— PAGE EXCERPT —
________________________

Yeah not looking to buy any more stuff than I have to. The distances I guessed are just that: conservative and probably way too long of runs. That said, I need to do some measuring when I get home and find out what the situation is, concisely. I'll probably end up using 10 awg.
Looks like I need a smaller circuit breaker. 15 amp? 20amp? 30 amp?
Kinda pissed I bought all the wrong stuff :( But hey that's what happens when you make assumptions.
 
Yep, your distance is a critical factor, so you need to know what that is before you make any decisions.

Your max amp draw thru the panel looks like 15A, so using a rule-of-thumb 135%, you'd want a 20A breaker.

Don't worry about not getting the right stuff (I've got a whole box full of it !), you're going about it the right way by figuring it out beforehand, instead of after you have a problem.

________________________

— DATA EXTRACT —
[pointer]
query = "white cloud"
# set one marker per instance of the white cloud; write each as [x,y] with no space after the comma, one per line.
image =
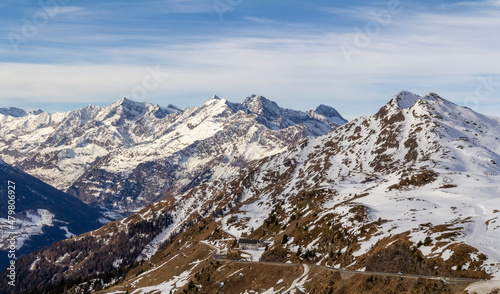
[417,51]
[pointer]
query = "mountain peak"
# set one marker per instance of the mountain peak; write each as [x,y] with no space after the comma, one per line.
[18,112]
[262,106]
[405,99]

________________________

— WHAT YOU ARE ASKED TO DO —
Continue the forum exchange about wire gauge and circuit breaker sizing from where it stops.

— OUTPUT BELOW —
On another note, I'm gonna go pick up a pristine Merc 25hp motor tonight!!! Hopefully I can sell my 8hp quickly, which will give me 3x the horsepower for only about $250 more than the 8hp!
WOOT!!!
 
Im at the point where Im plotting out my electrical in order to buy the parts. No matter how much I read, I find Im still completely confused. This thread was extremely helpful, but by the end I wasnt sure if the original parts list was going to be correct for me. Maybe Ill just post my diagram and hope one of these few gentlemen can tell me exactly what I need based on the diagram. Still, this thread gave me some place to start. Thanks.
 
Here's my latest diagram based on the decisions I/we made in the last couple of days. Glad I could help you a little bit!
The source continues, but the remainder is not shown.